Textausschnitt:
Man sollte der Fairness halber erwähnen, dass Covid 19 hier nur mittelfristig eine Rolle spielte, Freund stieß erst spät ins Weltcupteam vor, hatte somit weniger Gelegenheit, die Norm zu schaffen. Auch bei Carina Vogt, Olympiasiegerin von Sotschi, reichte die Zeit nach einer langen Verletzungsmisere nicht mehr, um rechtzeitig in Peking-Form zu kommen. Mit Rießle, Freund, Wellinger und Vogt wird in Peking also ein Quartett fehlen, dass schon Gold bei den Spielen gewann. Andere werden (hoffentlich) in die Bresche springen. Aber eines gilt für alle, die die Reise ins Reich der Mitte antreten: Corona wird den Spielen in jeder Hinsicht den Stempel aufdrücken, das gilt schon jetzt und das wird auch in Zukunft gelten. Deshalb ist zu befürchten, dass das Virus auch in den kommenden Tagen und Wochen die Schlagzeilen bestimmen wird.

Aufgabe: Gib den Abschnitt aus dem Text über die Spiele in Peking wörtlich wieder: Setze bei den Worten „Man sollte der“ ein und höre nach „Schlagzeilen bestimmen wird.“ auf. Die Einträge danach sind eigenständiges Material und gehören nicht zum Textausschnitt.

[Zeigedaten zu Referenzausdrücken]
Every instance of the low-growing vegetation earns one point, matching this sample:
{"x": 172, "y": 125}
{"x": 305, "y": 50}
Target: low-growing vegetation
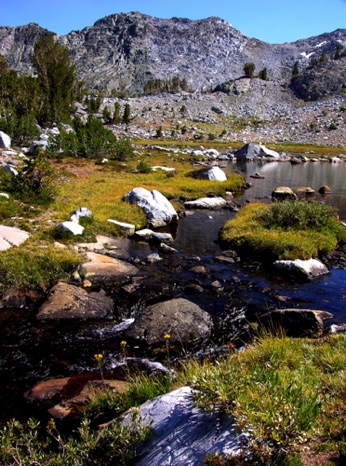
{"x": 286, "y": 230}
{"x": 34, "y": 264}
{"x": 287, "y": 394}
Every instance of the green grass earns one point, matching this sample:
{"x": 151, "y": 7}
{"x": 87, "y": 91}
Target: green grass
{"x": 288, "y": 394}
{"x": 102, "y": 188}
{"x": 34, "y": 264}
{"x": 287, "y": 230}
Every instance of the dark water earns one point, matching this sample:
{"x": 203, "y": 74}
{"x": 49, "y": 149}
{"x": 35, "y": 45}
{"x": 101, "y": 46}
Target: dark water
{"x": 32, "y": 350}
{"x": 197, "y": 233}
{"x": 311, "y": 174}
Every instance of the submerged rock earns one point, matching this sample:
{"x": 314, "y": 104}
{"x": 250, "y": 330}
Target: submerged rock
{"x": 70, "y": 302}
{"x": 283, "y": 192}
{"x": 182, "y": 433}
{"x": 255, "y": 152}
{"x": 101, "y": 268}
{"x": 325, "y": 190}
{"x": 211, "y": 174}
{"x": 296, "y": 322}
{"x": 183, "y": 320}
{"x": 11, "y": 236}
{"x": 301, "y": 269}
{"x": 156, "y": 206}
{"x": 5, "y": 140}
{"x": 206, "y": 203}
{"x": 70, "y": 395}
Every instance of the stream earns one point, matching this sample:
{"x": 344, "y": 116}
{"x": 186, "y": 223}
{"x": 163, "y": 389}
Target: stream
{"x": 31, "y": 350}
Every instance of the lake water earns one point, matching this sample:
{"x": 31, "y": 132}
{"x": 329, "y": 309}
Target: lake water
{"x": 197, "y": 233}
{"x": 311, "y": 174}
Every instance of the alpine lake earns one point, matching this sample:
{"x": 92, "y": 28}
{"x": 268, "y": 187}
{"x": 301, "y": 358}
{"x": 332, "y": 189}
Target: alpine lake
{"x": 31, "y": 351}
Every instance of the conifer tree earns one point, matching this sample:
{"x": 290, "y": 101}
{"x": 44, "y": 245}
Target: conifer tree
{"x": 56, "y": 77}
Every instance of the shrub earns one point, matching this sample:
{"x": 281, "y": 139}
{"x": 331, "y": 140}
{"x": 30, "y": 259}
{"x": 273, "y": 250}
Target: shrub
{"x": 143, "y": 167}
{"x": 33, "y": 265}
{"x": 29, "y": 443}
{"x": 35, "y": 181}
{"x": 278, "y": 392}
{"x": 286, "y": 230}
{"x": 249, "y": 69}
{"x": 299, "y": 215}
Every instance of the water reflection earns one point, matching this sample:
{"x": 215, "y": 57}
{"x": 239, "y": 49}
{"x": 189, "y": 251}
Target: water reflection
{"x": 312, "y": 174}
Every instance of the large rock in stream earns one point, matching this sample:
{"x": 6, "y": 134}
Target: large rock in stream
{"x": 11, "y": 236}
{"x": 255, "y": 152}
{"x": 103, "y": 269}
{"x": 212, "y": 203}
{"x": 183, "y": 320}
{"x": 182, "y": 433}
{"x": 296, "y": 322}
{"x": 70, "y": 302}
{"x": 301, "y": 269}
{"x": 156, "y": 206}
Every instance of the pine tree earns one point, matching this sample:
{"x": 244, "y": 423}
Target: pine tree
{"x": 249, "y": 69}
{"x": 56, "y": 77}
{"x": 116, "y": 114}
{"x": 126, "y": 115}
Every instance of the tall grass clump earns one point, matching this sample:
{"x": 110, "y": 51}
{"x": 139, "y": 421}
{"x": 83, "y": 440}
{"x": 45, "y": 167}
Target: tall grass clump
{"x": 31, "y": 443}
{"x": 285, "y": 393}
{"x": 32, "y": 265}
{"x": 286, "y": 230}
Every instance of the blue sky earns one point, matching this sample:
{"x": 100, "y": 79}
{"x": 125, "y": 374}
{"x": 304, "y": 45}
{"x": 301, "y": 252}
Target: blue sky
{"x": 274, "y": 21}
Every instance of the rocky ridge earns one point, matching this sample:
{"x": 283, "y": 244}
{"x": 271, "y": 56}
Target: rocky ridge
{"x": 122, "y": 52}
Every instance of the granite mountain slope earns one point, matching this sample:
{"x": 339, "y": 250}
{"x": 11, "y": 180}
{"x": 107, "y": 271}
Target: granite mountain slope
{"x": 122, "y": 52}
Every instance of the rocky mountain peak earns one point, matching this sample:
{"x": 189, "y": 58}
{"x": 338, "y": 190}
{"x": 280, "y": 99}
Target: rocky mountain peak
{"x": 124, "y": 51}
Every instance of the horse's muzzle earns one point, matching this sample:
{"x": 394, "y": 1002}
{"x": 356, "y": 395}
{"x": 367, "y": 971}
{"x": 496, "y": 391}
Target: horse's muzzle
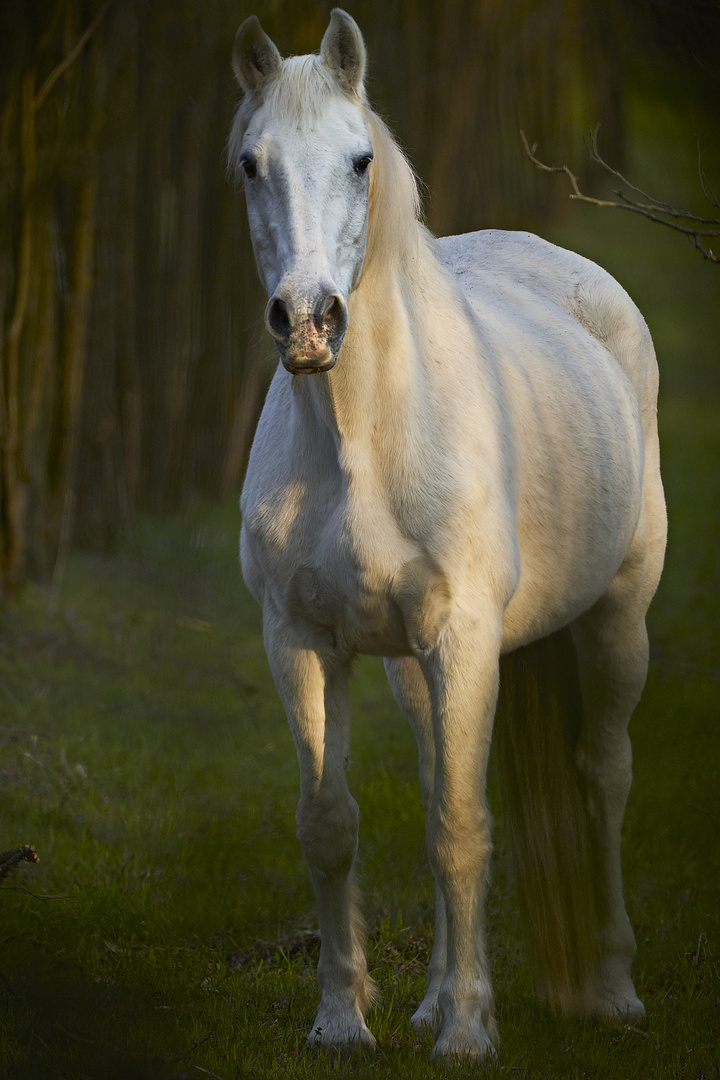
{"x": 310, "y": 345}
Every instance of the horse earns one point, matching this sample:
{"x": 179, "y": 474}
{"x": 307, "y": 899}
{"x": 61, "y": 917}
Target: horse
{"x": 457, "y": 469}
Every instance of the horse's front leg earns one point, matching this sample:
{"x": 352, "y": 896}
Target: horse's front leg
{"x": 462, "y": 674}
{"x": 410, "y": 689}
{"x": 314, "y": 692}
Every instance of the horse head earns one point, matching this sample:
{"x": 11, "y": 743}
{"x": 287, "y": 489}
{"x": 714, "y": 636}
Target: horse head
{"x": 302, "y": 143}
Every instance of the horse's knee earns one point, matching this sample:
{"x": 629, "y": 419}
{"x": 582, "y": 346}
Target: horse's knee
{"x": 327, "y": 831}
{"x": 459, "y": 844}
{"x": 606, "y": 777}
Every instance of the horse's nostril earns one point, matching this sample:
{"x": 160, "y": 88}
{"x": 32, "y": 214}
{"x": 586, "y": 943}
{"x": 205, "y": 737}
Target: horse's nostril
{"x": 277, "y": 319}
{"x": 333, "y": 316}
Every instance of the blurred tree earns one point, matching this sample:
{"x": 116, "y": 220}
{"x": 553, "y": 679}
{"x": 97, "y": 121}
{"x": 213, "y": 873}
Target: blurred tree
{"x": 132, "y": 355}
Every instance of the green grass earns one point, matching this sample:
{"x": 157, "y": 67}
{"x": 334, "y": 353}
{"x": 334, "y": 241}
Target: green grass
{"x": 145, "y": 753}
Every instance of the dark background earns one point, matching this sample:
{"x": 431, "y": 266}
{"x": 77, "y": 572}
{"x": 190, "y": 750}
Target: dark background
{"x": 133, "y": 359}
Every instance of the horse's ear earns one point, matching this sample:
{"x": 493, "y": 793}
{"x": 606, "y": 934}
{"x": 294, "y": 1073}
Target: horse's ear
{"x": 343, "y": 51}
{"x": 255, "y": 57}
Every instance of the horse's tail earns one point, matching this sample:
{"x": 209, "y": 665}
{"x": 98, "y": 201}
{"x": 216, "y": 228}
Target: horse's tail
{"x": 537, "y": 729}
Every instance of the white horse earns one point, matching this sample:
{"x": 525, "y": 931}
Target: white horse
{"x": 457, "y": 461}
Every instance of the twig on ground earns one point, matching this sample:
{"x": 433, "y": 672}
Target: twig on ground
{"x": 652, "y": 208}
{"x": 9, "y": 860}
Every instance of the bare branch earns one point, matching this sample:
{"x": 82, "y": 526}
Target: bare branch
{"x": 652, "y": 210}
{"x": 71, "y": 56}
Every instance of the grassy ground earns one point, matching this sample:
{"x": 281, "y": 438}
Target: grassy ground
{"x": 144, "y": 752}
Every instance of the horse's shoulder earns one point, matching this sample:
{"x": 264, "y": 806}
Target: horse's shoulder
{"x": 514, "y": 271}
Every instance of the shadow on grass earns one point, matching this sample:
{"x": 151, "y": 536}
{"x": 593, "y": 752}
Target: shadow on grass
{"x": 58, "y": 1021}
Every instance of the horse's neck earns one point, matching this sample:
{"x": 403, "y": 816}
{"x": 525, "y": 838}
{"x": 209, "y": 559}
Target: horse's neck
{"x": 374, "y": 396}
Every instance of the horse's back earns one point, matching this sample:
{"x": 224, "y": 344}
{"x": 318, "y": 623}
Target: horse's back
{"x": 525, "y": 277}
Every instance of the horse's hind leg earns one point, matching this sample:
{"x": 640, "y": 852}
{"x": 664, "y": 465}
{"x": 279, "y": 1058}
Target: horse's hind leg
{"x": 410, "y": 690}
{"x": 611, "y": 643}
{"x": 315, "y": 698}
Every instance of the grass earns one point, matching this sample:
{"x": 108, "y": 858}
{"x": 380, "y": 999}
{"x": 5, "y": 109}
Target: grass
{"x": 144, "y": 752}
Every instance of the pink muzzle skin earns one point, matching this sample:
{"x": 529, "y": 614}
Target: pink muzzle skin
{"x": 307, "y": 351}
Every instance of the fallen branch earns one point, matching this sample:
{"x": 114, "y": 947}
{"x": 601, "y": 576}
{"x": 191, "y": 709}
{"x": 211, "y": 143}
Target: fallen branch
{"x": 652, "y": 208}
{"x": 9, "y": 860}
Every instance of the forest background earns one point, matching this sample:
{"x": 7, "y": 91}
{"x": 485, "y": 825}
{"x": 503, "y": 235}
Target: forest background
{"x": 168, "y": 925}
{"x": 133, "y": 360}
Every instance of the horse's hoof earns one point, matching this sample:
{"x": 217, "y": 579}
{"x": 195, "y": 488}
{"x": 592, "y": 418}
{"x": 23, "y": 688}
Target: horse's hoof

Erwartete Antwort:
Man sollte der Fairness halber erwähnen, dass Covid 19 hier nur mittelfristig eine Rolle spielte, Freund stieß erst spät ins Weltcupteam vor, hatte somit weniger Gelegenheit, die Norm zu schaffen. Auch bei Carina Vogt, Olympiasiegerin von Sotschi, reichte die Zeit nach einer langen Verletzungsmisere nicht mehr, um rechtzeitig in Peking-Form zu kommen. Mit Rießle, Freund, Wellinger und Vogt wird in Peking also ein Quartett fehlen, dass schon Gold bei den Spielen gewann. Andere werden (hoffentlich) in die Bresche springen. Aber eines gilt für alle, die die Reise ins Reich der Mitte antreten: Corona wird den Spielen in jeder Hinsicht den Stempel aufdrücken, das gilt schon jetzt und das wird auch in Zukunft gelten. Deshalb ist zu befürchten, dass das Virus auch in den kommenden Tagen und Wochen die Schlagzeilen bestimmen wird.